— START —

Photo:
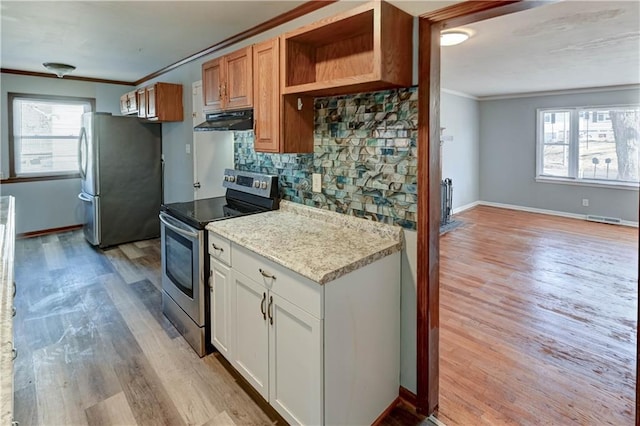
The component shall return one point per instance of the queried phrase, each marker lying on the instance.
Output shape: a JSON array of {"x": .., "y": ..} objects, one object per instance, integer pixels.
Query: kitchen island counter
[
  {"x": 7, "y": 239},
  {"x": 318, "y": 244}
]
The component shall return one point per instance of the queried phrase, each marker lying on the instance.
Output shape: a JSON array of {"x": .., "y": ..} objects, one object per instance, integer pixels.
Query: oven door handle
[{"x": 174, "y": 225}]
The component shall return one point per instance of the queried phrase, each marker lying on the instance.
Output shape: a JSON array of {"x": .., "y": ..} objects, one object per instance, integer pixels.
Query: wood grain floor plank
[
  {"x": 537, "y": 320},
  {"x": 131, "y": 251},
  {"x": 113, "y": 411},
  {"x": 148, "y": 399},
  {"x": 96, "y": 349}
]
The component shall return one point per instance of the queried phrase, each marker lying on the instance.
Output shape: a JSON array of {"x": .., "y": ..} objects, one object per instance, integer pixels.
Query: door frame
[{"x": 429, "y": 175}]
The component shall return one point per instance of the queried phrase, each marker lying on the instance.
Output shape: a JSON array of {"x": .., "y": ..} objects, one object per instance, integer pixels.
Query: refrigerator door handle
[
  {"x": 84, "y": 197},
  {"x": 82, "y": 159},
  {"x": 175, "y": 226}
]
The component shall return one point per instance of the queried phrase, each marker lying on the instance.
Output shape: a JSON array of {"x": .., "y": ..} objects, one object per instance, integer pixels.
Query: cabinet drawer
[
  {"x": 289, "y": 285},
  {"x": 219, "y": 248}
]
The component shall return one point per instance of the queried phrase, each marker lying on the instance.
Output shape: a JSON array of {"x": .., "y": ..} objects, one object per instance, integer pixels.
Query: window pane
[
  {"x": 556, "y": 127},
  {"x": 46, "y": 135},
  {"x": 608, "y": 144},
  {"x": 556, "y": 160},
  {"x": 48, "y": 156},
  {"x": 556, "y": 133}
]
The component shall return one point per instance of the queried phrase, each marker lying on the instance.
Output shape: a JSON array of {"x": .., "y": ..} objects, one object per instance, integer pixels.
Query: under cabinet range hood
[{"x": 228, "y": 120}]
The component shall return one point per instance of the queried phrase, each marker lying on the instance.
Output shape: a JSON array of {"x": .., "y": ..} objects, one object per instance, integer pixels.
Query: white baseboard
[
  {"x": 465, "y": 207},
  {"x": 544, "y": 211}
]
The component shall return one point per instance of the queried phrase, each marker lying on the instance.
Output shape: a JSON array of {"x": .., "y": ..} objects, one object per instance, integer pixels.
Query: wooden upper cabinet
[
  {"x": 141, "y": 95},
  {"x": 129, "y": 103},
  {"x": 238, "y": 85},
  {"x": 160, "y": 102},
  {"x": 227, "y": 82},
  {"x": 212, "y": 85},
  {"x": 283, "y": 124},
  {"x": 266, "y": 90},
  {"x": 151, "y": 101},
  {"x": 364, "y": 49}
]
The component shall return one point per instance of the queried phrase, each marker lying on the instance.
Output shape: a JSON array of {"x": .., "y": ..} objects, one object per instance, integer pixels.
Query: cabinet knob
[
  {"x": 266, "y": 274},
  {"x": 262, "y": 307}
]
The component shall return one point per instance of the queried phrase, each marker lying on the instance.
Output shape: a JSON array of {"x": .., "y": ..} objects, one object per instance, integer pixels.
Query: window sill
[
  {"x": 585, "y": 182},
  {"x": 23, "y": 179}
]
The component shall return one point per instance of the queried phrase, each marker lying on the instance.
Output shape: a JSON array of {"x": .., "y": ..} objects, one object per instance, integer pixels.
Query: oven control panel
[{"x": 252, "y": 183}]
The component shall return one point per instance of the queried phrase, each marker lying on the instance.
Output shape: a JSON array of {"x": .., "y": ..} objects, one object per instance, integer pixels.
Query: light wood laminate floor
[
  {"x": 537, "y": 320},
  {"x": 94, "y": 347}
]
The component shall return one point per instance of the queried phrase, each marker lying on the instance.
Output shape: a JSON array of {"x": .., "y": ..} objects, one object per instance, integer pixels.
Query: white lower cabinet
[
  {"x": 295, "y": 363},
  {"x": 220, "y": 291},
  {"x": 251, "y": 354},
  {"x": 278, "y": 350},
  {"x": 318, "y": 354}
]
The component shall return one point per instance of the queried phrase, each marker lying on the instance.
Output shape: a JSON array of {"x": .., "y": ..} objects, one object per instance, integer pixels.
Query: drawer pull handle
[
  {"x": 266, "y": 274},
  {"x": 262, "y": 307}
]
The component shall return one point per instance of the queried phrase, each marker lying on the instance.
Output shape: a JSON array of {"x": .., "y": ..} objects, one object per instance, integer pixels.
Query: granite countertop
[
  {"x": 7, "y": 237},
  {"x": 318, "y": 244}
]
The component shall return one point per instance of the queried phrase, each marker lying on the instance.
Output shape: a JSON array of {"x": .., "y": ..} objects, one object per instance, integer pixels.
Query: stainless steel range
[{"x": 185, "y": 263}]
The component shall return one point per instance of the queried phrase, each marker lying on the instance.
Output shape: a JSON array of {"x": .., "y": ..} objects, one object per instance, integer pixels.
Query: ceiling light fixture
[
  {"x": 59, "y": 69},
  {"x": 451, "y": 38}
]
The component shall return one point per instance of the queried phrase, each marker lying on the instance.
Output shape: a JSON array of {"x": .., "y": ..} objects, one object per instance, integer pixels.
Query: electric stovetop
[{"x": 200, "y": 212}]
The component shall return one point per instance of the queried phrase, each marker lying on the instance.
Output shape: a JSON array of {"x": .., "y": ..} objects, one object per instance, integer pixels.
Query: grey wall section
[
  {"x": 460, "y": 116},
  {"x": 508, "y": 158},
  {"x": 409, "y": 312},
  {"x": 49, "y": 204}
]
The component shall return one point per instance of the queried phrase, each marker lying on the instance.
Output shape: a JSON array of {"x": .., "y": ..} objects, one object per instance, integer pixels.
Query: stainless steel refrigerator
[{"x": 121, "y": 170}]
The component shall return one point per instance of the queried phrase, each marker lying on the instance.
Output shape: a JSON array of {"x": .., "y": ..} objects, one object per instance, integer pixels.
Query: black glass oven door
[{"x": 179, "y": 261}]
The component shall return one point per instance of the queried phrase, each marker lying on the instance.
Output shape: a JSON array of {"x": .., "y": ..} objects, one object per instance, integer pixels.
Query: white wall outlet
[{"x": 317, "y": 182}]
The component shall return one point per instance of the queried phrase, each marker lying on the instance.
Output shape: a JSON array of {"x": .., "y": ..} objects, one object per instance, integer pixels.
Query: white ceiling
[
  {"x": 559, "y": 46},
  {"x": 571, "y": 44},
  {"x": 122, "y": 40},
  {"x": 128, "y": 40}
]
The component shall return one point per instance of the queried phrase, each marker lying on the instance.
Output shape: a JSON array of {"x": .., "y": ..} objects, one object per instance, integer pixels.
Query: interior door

— END —

• Exercise description
Repeat each entry exactly as it appears; skip any picture.

• Result
Photo:
The component shall return one point per instance of the queried phrase, each marker lying on the instance.
Output shape: a JSON array of {"x": .., "y": ..} objects, one object per instance, integer pixels.
Query: kitchen island counter
[
  {"x": 7, "y": 239},
  {"x": 318, "y": 244}
]
The component shall return one point per instance of the queried phrase, each marker lying on the instance.
Output shape: a JSON array of {"x": .., "y": ..} objects, one object per instance, integer pixels.
Query: oven door handle
[{"x": 174, "y": 225}]
The component shall return one point per instance of the queried phrase, each marker lying on the instance.
Output shape: a JSON array of {"x": .., "y": ..} objects, one object per instance, integer pixels.
Query: wood grain floor plank
[
  {"x": 537, "y": 320},
  {"x": 131, "y": 251},
  {"x": 113, "y": 411},
  {"x": 148, "y": 399},
  {"x": 96, "y": 349}
]
The component shall return one point per instance of the queried phrase, each marker lying on the instance.
Output shape: a JSON array of {"x": .., "y": ..} objects, one object per instance, integer pixels.
Query: door frame
[{"x": 429, "y": 175}]
The component shall return one point per instance of the queried phrase, each marker lying on the instance.
Output shape: a JSON array of {"x": .., "y": ..} objects, one object per instance, integer pixels.
Query: refrigerator door handle
[
  {"x": 84, "y": 197},
  {"x": 82, "y": 159},
  {"x": 175, "y": 226}
]
The component shall return one point per instance of the queried phrase, each marker lying on the instance.
Output shape: a JSON array of {"x": .., "y": ..} objects, one object per instance, integer pixels.
Query: cabinet drawer
[
  {"x": 289, "y": 285},
  {"x": 219, "y": 248}
]
The component shall return one point per instance of the queried phrase, each marker lying on the instance.
Output shape: a JSON array of {"x": .., "y": ..} objects, one object per instance, integer pixels.
Query: window pane
[
  {"x": 556, "y": 127},
  {"x": 46, "y": 135},
  {"x": 608, "y": 144},
  {"x": 556, "y": 160},
  {"x": 48, "y": 156},
  {"x": 556, "y": 133}
]
The component shall return one point per instance of the queried phrase, each marker lying on the instance.
Output shape: a JSON array of {"x": .., "y": ..} objects, one object per instance, integer pixels.
Query: under cabinet range hood
[{"x": 228, "y": 120}]
The component shall return one point per instance of the queried phrase, each marker lying on the instance.
Output shape: a JSON array of {"x": .., "y": ..} objects, one object per instance, integer pixels.
Query: white baseboard
[
  {"x": 465, "y": 207},
  {"x": 544, "y": 211}
]
The component shall return one point per instance of the queried phrase, each marker lying on the instance.
Output shape: a JSON array of {"x": .., "y": ..} objects, one object per instance, integer pixels.
Query: wooden upper cabinet
[
  {"x": 141, "y": 95},
  {"x": 129, "y": 103},
  {"x": 238, "y": 85},
  {"x": 160, "y": 102},
  {"x": 227, "y": 82},
  {"x": 212, "y": 85},
  {"x": 283, "y": 124},
  {"x": 266, "y": 90},
  {"x": 151, "y": 101},
  {"x": 364, "y": 49}
]
The component shall return one point per instance of the queried phrase, each marker lying on the instance.
Output shape: a JSON array of {"x": .., "y": ..} objects, one object per instance, integer pixels.
Query: cabinet knob
[
  {"x": 266, "y": 274},
  {"x": 262, "y": 307}
]
The component shall return one point per instance of the queried phrase, each marker lying on the instance.
Output shape: a JSON array of {"x": .., "y": ..} objects, one object per instance, integer pixels.
Query: window sill
[
  {"x": 585, "y": 182},
  {"x": 23, "y": 179}
]
The component shall return one point per instance of the queried phrase, each marker lying on the instance.
Output shape: a JSON array of {"x": .., "y": ..} objects, one object per instance, integer pixels.
Query: oven control panel
[{"x": 252, "y": 183}]
The component shall return one point per instance of the queried phrase, each marker lying on the instance.
Output shape: a JSON array of {"x": .., "y": ..} objects, one object per instance, integer pixels.
Query: light wood laminate floor
[
  {"x": 537, "y": 320},
  {"x": 94, "y": 347}
]
The component shall return one point per instance of the queried phrase, each marker lying on the instance.
Output shape: a JSON array of {"x": .., "y": ..} objects, one object per instance, integer pixels.
Query: white lower cabinet
[
  {"x": 295, "y": 363},
  {"x": 220, "y": 291},
  {"x": 251, "y": 354},
  {"x": 278, "y": 350},
  {"x": 318, "y": 354}
]
The component shall return one point per instance of the queried phrase, each marker lying on the instance.
Output shape: a JSON array of {"x": .., "y": ..} objects, one object per instance, integer pixels.
Query: drawer pull handle
[
  {"x": 266, "y": 274},
  {"x": 262, "y": 307}
]
The component shall return one point per instance of the queried phrase, each marker lying on the instance.
Output shape: a JSON array of {"x": .., "y": ..} objects, one object per instance, integer pixels.
Query: granite countertop
[
  {"x": 7, "y": 237},
  {"x": 318, "y": 244}
]
The component shall return one point per instance of the queried phrase, each marker lying on the instance.
Output shape: a JSON array of {"x": .., "y": ..} objects, one object per instance, integer pixels.
Query: stainless steel range
[{"x": 185, "y": 263}]
The component shall return one point per instance of the queried phrase, each marker lying on the instance.
Output shape: a JSON array of {"x": .., "y": ..} objects, one object per instance, integer pixels.
Query: ceiling light fixture
[
  {"x": 59, "y": 69},
  {"x": 451, "y": 38}
]
The component shall return one point per instance of the queried phrase, each marker lying on the instance.
Output shape: a JSON array of {"x": .., "y": ..} objects, one object per instance, integer pixels.
Query: electric stovetop
[{"x": 200, "y": 212}]
The component shall return one point per instance of the queried phrase, each marker lying on the instance.
Output shape: a JSON array of {"x": .., "y": ..} objects, one object per instance, integer pixels.
Query: grey wall section
[
  {"x": 460, "y": 116},
  {"x": 508, "y": 158},
  {"x": 409, "y": 312},
  {"x": 49, "y": 204}
]
The component shall return one point per instance of the queried phrase, each marker lying on the instance.
Output shape: a JSON array of {"x": .., "y": ..} objects, one object per instance, integer pixels.
Query: stainless steel refrigerator
[{"x": 121, "y": 170}]
The component shall return one point per instance of the queried phrase, each marker lying on the instance.
Output shape: a JSON array of {"x": .., "y": ..} objects, one object per instance, integer pixels.
Query: black glass oven door
[{"x": 179, "y": 261}]
The component shall return one point per instance of the queried phrase, each marker lying on the instance.
Output shape: a JSON array of {"x": .., "y": ..} objects, one object per instance, integer pixels.
Query: white wall outlet
[{"x": 317, "y": 182}]
The component shall return one point per instance of the queried phrase, each marker lying on the instance.
Output shape: a JSON array of {"x": .., "y": ..} objects, one object per instance, integer pixels.
Query: white ceiling
[
  {"x": 559, "y": 46},
  {"x": 571, "y": 44},
  {"x": 122, "y": 40},
  {"x": 128, "y": 40}
]
The component shall return one point per instance of the queried phrase, each marker lying on the instance.
Output shape: a JSON array of {"x": .., "y": ..} objects, one object per instance, integer pixels.
Query: interior door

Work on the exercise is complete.